>>>>

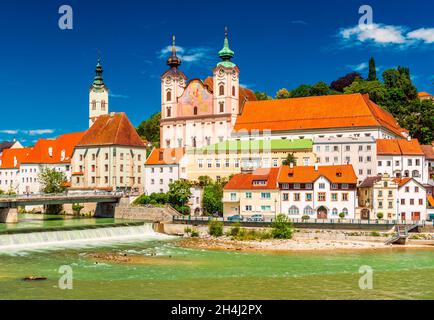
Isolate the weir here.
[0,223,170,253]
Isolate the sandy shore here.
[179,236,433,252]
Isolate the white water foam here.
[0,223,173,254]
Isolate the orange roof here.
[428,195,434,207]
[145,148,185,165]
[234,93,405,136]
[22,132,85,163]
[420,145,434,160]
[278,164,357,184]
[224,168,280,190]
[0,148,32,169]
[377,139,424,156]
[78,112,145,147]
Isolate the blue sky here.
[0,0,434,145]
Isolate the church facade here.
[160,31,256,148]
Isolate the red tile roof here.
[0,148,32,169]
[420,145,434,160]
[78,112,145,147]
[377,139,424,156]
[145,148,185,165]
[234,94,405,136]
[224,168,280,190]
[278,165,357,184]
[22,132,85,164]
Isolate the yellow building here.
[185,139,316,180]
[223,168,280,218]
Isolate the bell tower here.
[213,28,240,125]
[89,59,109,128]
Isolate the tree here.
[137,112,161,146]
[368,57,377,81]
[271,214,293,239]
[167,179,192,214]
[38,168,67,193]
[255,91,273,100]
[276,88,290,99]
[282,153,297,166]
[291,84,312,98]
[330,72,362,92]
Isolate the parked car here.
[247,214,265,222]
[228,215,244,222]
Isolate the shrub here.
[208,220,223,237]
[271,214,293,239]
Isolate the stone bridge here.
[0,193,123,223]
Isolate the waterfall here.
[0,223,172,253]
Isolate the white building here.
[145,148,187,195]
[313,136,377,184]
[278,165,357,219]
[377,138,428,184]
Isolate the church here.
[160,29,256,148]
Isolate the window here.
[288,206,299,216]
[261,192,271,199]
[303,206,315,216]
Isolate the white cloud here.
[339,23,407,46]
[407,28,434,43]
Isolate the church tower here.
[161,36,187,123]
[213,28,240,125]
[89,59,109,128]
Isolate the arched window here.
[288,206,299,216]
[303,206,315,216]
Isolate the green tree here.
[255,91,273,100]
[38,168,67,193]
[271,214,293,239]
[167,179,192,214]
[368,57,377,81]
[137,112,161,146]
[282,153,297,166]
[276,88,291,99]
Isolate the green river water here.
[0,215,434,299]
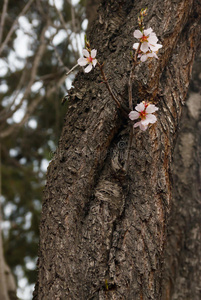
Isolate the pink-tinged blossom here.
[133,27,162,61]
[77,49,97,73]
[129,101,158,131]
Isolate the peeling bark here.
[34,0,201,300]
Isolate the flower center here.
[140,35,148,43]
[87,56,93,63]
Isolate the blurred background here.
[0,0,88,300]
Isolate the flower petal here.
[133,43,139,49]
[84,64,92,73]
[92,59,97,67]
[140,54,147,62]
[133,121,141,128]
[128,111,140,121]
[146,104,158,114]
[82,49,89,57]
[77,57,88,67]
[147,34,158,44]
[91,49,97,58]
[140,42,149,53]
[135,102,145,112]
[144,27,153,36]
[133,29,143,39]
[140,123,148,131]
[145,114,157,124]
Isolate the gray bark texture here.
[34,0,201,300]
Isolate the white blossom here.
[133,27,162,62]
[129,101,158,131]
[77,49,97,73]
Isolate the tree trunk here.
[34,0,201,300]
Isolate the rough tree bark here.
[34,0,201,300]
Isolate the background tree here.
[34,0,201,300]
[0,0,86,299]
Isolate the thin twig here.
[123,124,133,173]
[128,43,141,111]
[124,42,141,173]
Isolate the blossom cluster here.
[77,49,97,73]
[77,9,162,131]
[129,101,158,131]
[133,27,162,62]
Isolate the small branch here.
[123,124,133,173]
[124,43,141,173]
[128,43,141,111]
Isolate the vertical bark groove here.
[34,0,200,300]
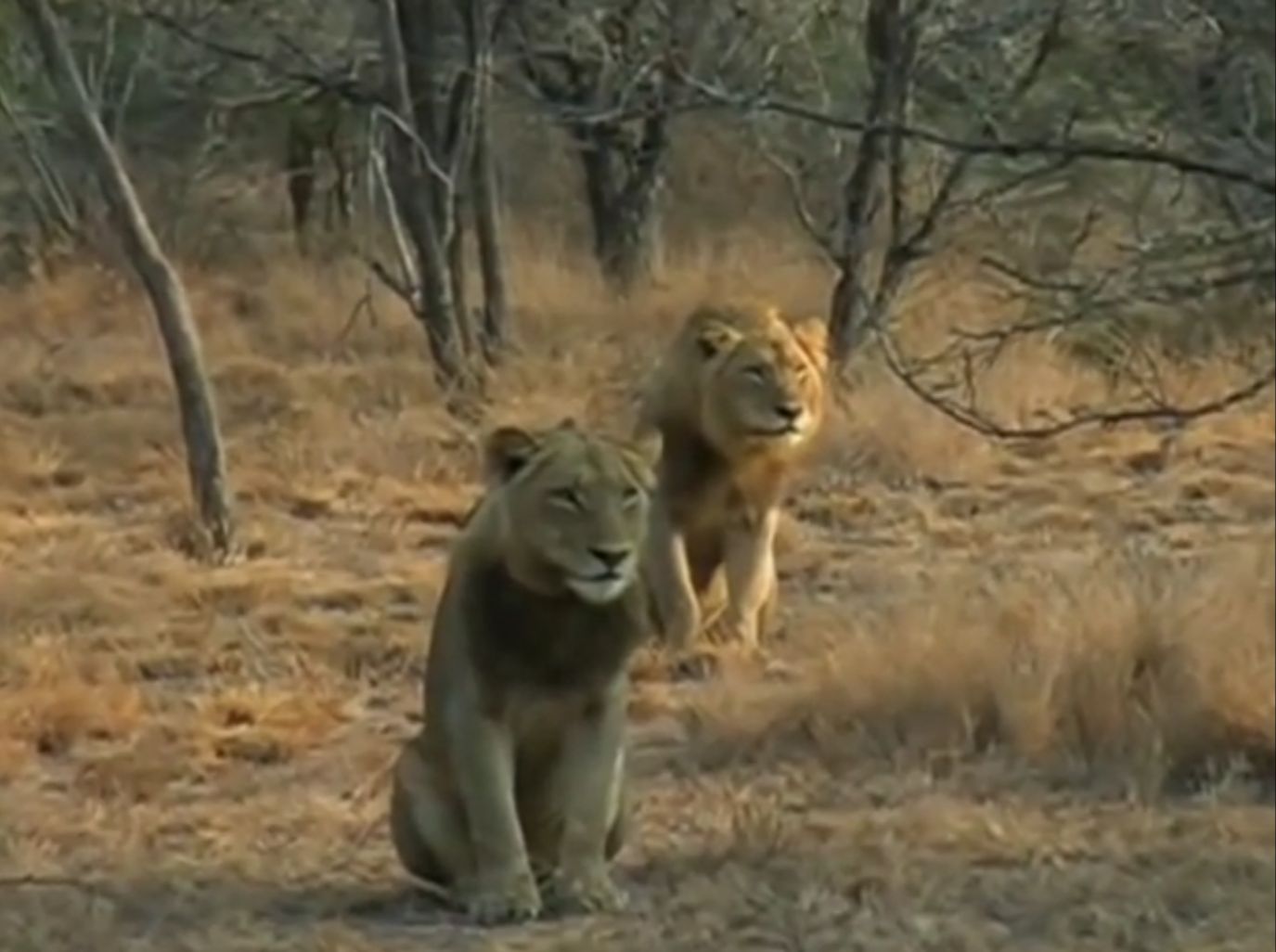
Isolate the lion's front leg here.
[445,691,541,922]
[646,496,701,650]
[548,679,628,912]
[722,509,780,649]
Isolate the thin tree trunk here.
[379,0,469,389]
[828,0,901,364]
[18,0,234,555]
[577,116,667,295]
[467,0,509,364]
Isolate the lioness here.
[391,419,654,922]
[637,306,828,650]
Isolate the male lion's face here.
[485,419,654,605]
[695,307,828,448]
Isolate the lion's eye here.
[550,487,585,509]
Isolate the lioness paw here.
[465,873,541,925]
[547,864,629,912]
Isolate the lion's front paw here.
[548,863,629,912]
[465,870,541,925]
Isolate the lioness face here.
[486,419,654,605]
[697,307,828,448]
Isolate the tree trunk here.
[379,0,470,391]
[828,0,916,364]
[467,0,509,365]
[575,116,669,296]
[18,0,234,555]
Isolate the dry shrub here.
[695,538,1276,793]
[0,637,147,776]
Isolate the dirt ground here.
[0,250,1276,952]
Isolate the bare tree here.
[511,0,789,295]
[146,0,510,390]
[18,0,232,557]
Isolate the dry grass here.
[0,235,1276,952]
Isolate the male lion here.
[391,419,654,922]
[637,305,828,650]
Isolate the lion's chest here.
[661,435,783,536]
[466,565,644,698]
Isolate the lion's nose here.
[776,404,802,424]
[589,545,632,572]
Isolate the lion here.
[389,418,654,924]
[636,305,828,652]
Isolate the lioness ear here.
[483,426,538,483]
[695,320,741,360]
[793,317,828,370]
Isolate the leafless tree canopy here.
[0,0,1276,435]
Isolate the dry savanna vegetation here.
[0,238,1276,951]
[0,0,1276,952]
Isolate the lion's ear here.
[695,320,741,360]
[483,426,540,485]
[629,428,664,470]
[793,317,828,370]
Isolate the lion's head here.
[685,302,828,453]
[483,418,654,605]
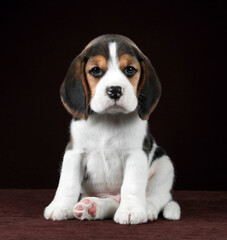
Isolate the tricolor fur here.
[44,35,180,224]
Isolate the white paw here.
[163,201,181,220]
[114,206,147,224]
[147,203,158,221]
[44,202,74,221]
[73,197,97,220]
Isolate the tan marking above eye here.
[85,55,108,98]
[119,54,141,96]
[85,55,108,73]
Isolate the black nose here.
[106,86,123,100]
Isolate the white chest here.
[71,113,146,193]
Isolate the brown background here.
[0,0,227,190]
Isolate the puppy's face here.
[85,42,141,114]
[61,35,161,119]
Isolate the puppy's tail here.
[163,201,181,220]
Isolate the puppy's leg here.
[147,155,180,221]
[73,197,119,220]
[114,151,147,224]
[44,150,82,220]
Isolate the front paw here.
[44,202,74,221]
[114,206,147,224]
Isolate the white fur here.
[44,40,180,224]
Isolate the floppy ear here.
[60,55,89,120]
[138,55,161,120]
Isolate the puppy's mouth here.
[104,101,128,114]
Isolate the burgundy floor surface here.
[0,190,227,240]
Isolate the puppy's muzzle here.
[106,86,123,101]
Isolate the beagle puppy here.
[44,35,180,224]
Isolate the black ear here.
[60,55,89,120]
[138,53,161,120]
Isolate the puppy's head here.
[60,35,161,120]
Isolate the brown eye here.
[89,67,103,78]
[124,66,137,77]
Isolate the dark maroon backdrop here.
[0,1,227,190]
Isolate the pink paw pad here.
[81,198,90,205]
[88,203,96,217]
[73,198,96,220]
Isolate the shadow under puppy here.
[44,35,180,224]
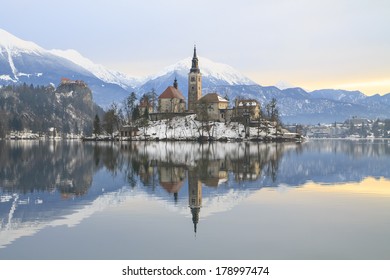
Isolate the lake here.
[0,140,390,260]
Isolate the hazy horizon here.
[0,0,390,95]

<<<<
>>>>

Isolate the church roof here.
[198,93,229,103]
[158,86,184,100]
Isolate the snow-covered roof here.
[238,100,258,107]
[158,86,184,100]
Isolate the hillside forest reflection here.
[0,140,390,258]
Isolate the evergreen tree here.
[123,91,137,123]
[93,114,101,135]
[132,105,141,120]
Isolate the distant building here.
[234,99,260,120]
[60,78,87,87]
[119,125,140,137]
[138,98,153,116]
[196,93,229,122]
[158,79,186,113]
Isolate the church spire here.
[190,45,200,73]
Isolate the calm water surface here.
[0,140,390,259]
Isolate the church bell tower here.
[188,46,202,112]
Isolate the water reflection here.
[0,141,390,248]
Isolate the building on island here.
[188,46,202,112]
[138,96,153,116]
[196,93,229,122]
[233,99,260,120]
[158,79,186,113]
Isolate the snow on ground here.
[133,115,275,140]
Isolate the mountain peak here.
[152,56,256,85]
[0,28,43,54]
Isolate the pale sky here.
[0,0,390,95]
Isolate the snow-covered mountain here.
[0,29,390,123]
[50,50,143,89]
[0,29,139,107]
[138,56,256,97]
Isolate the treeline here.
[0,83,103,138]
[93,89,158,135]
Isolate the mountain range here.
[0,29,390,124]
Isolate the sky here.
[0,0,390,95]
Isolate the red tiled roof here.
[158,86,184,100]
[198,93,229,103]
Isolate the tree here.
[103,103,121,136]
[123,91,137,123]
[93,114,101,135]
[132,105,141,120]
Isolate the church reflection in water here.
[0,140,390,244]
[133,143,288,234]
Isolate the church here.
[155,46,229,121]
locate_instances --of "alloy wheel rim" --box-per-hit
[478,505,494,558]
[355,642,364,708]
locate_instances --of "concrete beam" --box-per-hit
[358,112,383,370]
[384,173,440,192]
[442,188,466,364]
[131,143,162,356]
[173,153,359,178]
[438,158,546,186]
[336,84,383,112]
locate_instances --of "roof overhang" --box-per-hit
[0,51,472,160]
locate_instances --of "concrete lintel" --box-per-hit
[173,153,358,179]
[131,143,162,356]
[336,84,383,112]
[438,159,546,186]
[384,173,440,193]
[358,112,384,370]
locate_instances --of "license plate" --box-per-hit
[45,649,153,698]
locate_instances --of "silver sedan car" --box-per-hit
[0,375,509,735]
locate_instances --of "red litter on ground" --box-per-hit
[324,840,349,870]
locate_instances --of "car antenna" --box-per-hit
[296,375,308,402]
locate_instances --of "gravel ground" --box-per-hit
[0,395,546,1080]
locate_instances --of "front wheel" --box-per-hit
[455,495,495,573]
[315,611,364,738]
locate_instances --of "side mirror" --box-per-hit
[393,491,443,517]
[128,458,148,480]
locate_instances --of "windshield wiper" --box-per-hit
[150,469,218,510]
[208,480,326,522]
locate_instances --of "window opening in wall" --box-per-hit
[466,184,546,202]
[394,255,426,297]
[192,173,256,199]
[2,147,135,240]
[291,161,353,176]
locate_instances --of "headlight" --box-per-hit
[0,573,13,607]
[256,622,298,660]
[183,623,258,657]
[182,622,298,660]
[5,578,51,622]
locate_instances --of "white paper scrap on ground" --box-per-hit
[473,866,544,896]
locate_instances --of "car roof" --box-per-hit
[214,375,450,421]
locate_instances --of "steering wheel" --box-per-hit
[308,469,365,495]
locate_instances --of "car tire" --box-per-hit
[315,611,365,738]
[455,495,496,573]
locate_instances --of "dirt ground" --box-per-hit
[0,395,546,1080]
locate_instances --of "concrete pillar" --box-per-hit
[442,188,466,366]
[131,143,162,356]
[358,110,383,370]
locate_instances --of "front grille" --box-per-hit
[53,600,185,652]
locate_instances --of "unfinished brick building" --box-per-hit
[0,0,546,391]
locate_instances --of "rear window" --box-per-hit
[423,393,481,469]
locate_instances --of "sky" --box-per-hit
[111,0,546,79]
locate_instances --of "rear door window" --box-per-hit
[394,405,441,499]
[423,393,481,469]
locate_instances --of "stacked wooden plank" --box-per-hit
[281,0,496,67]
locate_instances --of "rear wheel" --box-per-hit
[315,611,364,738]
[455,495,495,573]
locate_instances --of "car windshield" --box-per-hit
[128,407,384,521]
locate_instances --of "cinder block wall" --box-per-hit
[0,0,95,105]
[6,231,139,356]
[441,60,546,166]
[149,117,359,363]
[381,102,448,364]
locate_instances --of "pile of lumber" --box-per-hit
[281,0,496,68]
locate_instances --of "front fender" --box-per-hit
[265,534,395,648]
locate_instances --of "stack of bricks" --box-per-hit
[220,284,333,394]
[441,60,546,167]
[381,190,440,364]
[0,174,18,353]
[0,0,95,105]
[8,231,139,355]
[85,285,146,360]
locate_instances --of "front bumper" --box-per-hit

<<<<
>>>>

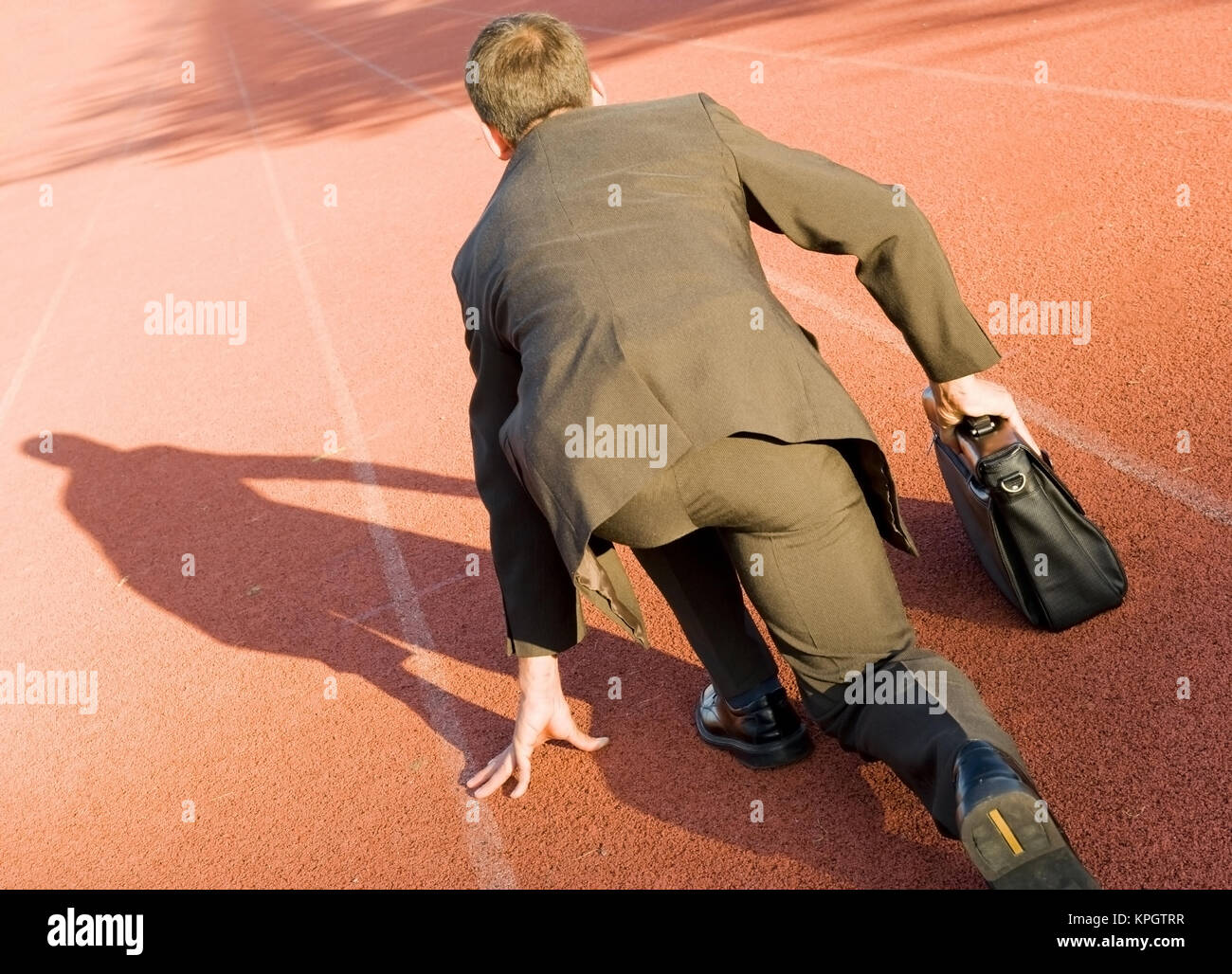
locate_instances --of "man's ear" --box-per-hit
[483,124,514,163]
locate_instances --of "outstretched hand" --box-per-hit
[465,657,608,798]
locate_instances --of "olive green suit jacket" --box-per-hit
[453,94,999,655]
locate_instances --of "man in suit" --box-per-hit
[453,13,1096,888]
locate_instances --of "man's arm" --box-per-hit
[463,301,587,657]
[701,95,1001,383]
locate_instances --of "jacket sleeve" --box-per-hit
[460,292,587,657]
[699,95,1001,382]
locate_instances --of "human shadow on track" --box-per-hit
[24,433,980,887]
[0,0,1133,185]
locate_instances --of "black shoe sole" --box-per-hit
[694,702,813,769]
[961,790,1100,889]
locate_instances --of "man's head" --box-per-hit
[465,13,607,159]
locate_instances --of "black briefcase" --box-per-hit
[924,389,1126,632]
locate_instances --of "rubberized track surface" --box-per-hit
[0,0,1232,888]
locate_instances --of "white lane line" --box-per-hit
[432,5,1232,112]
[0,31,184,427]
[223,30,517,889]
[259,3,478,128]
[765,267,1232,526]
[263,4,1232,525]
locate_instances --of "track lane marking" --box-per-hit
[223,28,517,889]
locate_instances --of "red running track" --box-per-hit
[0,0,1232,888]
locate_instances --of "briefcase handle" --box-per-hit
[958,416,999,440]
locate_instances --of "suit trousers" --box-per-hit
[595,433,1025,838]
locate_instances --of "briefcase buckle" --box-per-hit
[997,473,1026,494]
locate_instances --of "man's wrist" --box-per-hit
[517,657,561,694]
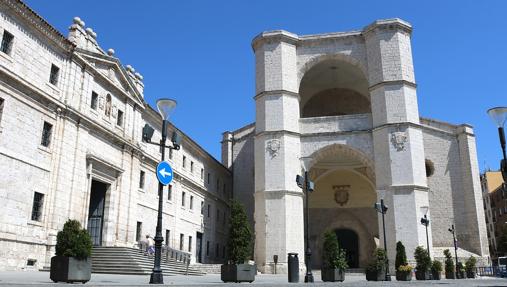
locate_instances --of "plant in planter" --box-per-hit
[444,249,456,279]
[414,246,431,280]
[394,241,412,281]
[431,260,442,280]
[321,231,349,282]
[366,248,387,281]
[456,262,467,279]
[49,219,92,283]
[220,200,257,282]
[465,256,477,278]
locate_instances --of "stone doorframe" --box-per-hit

<<<<

Reproduce the records above unchanged, starting at the line that contains "Isolate the bell tower here." and ending after the line that contains "[407,28,434,43]", with both of those lines included.

Result of the task:
Isolate the bell tower here.
[213,28,240,125]
[89,59,109,128]
Isolate the tree here.
[137,112,161,146]
[368,57,377,81]
[271,214,293,239]
[167,179,192,214]
[38,168,67,193]
[255,91,273,100]
[276,88,290,99]
[282,153,297,166]
[291,84,312,98]
[330,72,362,92]
Isolate the parked car here.
[247,214,265,222]
[228,215,244,222]
Isolate the shrub here.
[208,220,223,237]
[271,214,293,239]
Isolate the stone bridge here.
[0,193,123,223]
Isolate the waterfall here.
[0,223,172,253]
Isolate the white building here.
[145,148,187,195]
[313,136,377,184]
[278,165,357,219]
[377,138,428,184]
Isolate the church here.
[160,29,256,148]
Isolate the window here.
[288,206,299,216]
[261,192,271,199]
[303,206,315,216]
Isolate the white cloud here.
[339,23,407,46]
[407,28,434,43]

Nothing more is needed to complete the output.